***** Reading text
Oxford United in discussions for new stadium site

Oxfordshire County Council has agreed to begin talks with Oxford United on ‘The Triangle’.

Oxford United has been given approval to start negotiations over the lease of land for the building of a new football stadium. The club plan to build a new stadium with a capacity of 18,000 on ‘The Triangle’. ‘The Triangle’ is a site on greenbelt land, south of Kidlington Roundabout. Council officers will now be able to begin talks on “outline commercial and legal terms.”

Oxford United currently play at Kassam Stadium, in the south of Oxford, and have played there since 2001. However, the licence agreement the club has with the stadium expires in 2026. According to Oxford United, there is no opportunity to extend the lease. Kassam Stadium has a capacity of 12,500. 

Plans for a new stadium include building four sides (the Kassam Stadium only has three) which will reduce noise leakage and improve the fan experience. Parking will also be directed to Oxford Parkway, ensuring that minimal noise is generated on site. 

Environmental concerns are also at the forefront of designs, with the club keen to implement state-of-the-art methods to reduce the impact of the development and make the ground itself carbon neutral. Potential features include an energy capture centre, like at the Emirates (Arsenal’s stadium), and rooftop and vertical gardens like at Wimbledon. 

The final proposal will be subject to a detailed feasibility study, but the club hopes to have a fan zone, boutique business hotel, and community sports facilities. Oxford United have said that public consultation and stakeholder engagement will help to inform the final design, with priority also placed upon creating a family friendly environment. Furthermore, a new community stadium would allow the club to potentially host community events, like disability sports and Christmas markets, unlike at Kassam Stadium, where Oxford United has no control.

The club previously wanted to build their new stadium on 18 hectares of council greenbelt land at Stratfield Brake, near Kidlington, with the plans described above based on this location. However, the council proposed the 4.9 hectare ‘triangle’ as an alternative. The council have said that any agreement they come to with Oxford United on the new stadium must ensure that a green barrier remains between Oxford and Kidlington. 

“We are running out of time to save this football club.” – Niall McWilliams, Oxford United’s chief strategy officer.
**********
(Task list)
1 > From the Oxford United stadium article, copy the passage from "Oxford United currently" to "capacity of 12,500.".
2 > Answer these questions about the Oxford United stadium article:
(a) What capacity does the club plan for its new stadium?
(b) In what year does the club's licence agreement at Kassam Stadium expire?
(c) How large is the site the council proposed as an alternative?
3 > How would the Oxford United stadium article continue? Write the next part after its final sentence.
***** Supplied entries
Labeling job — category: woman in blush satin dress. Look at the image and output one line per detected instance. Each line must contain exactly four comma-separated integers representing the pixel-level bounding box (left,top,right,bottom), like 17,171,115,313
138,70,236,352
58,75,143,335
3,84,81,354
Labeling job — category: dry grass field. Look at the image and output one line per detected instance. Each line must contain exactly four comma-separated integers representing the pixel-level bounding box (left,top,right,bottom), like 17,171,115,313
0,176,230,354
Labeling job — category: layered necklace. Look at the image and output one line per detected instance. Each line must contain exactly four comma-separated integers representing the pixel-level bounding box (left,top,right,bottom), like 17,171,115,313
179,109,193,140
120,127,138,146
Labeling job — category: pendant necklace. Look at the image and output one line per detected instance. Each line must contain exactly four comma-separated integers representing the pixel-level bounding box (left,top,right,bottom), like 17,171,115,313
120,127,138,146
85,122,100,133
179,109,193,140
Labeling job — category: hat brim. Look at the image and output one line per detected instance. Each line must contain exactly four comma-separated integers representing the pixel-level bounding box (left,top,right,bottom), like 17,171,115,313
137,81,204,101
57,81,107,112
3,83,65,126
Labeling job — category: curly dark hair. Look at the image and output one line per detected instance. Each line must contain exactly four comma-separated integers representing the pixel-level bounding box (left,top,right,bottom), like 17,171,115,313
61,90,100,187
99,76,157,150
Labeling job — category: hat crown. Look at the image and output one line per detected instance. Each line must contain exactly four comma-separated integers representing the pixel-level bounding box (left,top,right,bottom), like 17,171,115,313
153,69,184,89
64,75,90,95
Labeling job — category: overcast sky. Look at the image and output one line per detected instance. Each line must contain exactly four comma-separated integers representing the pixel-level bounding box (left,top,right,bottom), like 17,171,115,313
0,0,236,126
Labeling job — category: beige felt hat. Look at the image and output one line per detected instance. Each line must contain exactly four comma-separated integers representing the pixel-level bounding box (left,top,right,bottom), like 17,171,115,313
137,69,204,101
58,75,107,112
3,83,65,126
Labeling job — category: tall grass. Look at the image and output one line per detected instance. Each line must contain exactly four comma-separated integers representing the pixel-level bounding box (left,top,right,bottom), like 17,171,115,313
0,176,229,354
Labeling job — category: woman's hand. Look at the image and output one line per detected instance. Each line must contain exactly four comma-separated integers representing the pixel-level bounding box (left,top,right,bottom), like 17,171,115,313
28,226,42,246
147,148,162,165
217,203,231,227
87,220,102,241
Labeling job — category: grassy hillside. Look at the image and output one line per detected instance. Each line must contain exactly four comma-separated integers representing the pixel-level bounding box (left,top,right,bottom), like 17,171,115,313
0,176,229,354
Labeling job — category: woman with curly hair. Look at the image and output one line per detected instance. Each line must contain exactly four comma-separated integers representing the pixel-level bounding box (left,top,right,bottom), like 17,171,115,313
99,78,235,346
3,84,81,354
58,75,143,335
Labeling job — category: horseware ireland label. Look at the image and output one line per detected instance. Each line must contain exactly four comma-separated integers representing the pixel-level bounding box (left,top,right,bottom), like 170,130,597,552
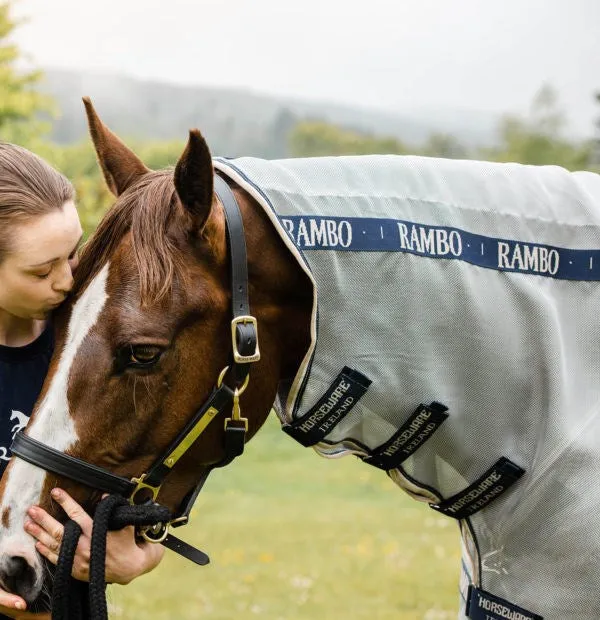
281,215,600,281
283,366,371,448
466,586,544,620
363,402,448,471
430,457,525,519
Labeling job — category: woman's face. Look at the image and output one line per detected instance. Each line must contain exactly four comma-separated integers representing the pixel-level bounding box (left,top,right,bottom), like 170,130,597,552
0,201,82,319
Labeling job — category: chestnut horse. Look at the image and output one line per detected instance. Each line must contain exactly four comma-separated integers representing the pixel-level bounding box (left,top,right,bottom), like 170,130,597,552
0,101,600,618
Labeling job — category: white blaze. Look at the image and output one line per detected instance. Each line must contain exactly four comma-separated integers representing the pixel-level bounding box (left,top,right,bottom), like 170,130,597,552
0,263,109,540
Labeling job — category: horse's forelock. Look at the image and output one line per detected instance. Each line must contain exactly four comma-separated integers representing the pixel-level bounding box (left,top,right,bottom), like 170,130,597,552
73,170,185,305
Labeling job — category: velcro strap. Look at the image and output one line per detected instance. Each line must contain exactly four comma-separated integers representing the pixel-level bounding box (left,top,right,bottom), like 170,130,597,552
430,457,525,519
282,366,371,448
466,585,544,620
363,401,448,471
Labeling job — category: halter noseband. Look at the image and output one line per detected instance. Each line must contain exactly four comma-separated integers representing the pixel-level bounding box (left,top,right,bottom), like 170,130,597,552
11,175,260,564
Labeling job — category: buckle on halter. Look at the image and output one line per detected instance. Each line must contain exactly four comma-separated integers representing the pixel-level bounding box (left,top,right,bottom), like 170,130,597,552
231,314,260,364
129,474,160,504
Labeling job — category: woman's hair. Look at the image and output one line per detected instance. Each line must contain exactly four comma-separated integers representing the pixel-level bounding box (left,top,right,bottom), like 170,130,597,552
0,141,75,262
**********
(Answers in order)
1 >
Oxford United currently play at Kassam Stadium, in the south of Oxford, and have played there since 2001. However, the licence agreement the club has with the stadium expires in 2026. According to Oxford United, there is no opportunity to extend the lease. Kassam Stadium has a capacity of 12,500.

2 >
(a) 18,000
(b) 2026
(c) 4.9 hectares

3 >
While a public consultation earlier this year indicated 80% public support for the Stratfield Brake site, the Friends of Stratfield Brake group described the consultation as ‘farcical’ and aimed at football fans rather than local residents. 

At the Oxfordshire County Council cabinet meeting where approval to begin talks was given, a variety of opinions were on display. Ian Middleton, a Green Party councillor, called for increased local consultation. However, Riva Casley, from Oxford United Women, said that the new stadium “will allow the women’s and girls’ games to grow even further” as a licence agreement means the women’s team cannot play at the Kassam. Conservative councillor Liam Walker called for “no more dither and delay.”

Harry Millar, cabinet member for finance, said that the council will “seek the views of a wide range of stakeholders before reaching any final decision.”

Oxford United is the only professional sports club in Oxfordshire, and has over 250,000 registered fans. The club estimates that a new stadium would add around 800 jobs to the local economy, in addition to the £10m it already contributes through its economic and social impact. The men’s first team currently plays in League One (the third tier of English football) and were founded in 1893 as Headington United. The club previously played at Manor Ground for over 75 years, before it moved to the Kassam in order to play in an all-seater stadium. Manor Ground has since been demolished and made into a private hospital. 

Oxford United said that they will “continue to explore all options available” and that “given the dwindling timeframe available to us […] it is imperative that a decision about a preferred site is resolved as soon as possible.” Planning permission is still required from Cherwell District Council.